Copy the lines of the records below verbatim, starting at the line containing "Target: smiling mouth" and ending with the line containing "POLYGON ((331 50, 337", both included.

Segmentation dataset records

○ ○ ○ ○ ○ ○ ○

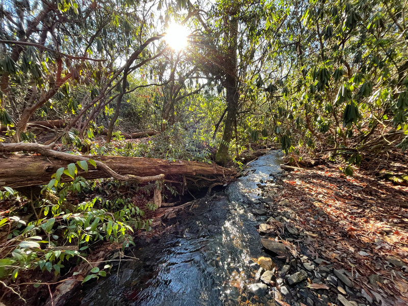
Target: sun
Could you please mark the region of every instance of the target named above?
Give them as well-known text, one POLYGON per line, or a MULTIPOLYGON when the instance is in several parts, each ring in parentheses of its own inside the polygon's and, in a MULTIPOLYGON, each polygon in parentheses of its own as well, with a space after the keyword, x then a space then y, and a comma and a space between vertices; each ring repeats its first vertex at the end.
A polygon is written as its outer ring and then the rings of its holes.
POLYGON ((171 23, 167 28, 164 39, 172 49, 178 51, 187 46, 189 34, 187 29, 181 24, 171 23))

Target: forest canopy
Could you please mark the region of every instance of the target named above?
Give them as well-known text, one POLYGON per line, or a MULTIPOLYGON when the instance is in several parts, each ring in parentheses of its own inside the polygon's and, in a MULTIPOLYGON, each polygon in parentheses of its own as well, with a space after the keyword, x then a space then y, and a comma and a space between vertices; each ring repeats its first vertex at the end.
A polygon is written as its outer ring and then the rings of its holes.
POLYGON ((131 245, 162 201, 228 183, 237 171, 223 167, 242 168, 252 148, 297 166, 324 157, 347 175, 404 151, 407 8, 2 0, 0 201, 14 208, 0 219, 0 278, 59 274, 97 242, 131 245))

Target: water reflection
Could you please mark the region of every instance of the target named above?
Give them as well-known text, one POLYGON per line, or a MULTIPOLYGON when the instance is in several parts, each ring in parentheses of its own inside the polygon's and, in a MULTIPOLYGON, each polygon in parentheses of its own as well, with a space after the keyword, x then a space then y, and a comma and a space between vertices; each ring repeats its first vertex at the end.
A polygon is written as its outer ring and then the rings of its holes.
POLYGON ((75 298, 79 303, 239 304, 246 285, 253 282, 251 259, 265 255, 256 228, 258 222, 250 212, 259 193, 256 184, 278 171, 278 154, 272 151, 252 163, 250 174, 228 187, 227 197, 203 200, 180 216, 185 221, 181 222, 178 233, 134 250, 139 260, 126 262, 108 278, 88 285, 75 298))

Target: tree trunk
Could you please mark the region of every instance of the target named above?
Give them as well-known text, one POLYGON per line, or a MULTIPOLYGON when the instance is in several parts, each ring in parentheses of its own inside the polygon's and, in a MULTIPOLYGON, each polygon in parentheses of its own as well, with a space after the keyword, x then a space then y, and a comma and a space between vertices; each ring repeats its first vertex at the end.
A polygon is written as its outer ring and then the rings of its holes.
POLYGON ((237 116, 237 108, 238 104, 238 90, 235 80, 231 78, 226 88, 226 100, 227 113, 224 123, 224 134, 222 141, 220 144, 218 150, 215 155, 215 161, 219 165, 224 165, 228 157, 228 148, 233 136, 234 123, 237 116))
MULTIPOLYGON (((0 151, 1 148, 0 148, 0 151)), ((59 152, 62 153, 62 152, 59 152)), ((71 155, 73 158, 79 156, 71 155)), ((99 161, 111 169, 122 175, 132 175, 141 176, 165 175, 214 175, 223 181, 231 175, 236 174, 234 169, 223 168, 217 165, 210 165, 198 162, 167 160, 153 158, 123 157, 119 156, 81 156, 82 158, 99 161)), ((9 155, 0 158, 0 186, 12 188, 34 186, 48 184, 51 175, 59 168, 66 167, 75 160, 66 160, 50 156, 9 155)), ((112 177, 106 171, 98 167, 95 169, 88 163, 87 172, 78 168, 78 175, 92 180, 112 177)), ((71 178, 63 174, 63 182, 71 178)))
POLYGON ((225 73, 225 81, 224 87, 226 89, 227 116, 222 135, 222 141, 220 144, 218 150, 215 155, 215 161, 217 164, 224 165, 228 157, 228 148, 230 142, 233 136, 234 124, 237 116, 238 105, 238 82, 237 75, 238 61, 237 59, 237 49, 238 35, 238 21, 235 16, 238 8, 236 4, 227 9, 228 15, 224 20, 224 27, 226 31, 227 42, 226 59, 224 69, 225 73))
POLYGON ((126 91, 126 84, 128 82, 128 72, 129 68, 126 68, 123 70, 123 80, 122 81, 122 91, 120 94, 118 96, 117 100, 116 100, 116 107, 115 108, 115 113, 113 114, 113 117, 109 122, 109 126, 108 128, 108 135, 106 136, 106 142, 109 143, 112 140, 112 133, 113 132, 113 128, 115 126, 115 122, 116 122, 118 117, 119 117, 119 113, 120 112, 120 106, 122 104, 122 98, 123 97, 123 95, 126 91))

○ ○ ○ ○ ○ ○ ○

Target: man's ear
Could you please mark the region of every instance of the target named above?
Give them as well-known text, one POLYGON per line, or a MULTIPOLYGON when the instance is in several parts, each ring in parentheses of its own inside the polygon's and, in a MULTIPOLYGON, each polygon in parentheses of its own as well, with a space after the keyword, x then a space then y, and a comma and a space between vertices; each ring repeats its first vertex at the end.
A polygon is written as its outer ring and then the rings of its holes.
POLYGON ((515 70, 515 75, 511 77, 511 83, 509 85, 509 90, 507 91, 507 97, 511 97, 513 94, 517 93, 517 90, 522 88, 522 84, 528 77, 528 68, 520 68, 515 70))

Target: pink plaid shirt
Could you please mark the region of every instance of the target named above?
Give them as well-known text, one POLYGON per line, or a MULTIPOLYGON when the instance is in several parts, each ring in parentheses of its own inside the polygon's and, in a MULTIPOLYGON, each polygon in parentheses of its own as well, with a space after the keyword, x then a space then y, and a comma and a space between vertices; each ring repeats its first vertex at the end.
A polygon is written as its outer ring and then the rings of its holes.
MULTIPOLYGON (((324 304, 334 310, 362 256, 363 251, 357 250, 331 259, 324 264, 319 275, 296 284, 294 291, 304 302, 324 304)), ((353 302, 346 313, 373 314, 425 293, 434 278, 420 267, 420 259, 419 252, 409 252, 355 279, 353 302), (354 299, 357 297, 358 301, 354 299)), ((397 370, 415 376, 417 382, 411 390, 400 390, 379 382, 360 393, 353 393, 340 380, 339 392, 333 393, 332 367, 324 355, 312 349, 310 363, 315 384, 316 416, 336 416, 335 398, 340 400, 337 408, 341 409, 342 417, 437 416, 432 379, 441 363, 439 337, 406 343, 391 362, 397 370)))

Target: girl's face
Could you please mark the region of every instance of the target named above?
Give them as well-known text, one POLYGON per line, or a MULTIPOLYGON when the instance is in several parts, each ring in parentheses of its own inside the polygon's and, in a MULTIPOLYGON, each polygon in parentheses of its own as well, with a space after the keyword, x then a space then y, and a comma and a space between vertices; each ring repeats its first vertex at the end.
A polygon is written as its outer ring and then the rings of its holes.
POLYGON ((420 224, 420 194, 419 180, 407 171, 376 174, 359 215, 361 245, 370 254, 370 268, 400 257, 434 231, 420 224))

○ ○ ○ ○ ○ ○ ○

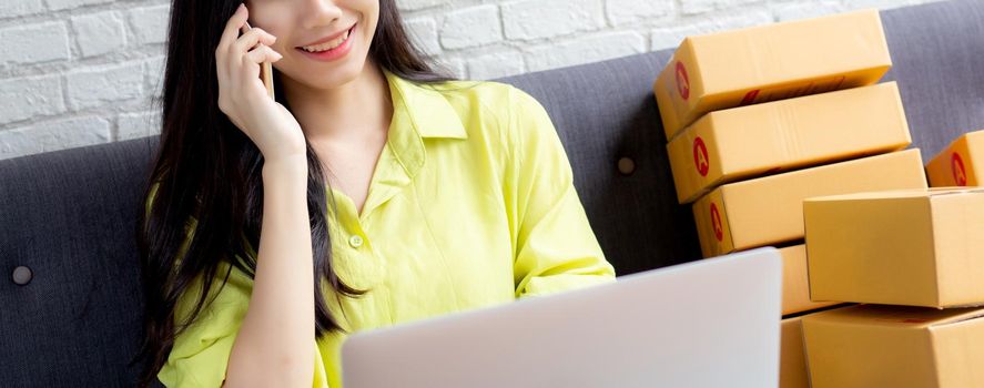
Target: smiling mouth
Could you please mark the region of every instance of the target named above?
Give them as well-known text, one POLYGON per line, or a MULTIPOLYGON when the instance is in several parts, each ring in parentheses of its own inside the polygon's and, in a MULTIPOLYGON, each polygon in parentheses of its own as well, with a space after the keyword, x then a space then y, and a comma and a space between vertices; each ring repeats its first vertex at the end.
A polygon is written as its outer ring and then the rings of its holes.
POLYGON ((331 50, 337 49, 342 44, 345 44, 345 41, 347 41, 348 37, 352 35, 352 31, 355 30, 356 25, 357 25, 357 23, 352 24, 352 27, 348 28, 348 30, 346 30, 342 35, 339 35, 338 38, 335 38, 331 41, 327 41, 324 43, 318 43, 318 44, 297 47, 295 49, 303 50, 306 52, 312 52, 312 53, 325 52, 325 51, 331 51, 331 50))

○ ○ ○ ○ ○ ○ ○

◆ WORKED ANSWER
Target: smiling mouth
Could you please mark the region of every instance of the target named above?
Give them as well-known text, one POLYGON per line, or a MULTIPOLYGON when the instance is in several parts, each ring in parentheses of its own inside the polygon's and, in a MULTIPOLYGON, each polygon in parentheses of its own as well, with a space after the keyword, x then a space then y, and a comma and a space between vertices; each ring repeats its first vertex at the end.
A polygon is written as its outer ring and then the rings of its holes.
POLYGON ((331 50, 337 49, 342 44, 345 44, 345 41, 347 41, 348 37, 352 35, 352 31, 355 30, 356 25, 357 25, 357 23, 352 24, 352 27, 348 28, 348 30, 346 30, 342 35, 339 35, 338 38, 335 38, 331 41, 327 41, 324 43, 318 43, 318 44, 297 47, 295 49, 303 50, 306 52, 312 52, 312 53, 325 52, 325 51, 331 51, 331 50))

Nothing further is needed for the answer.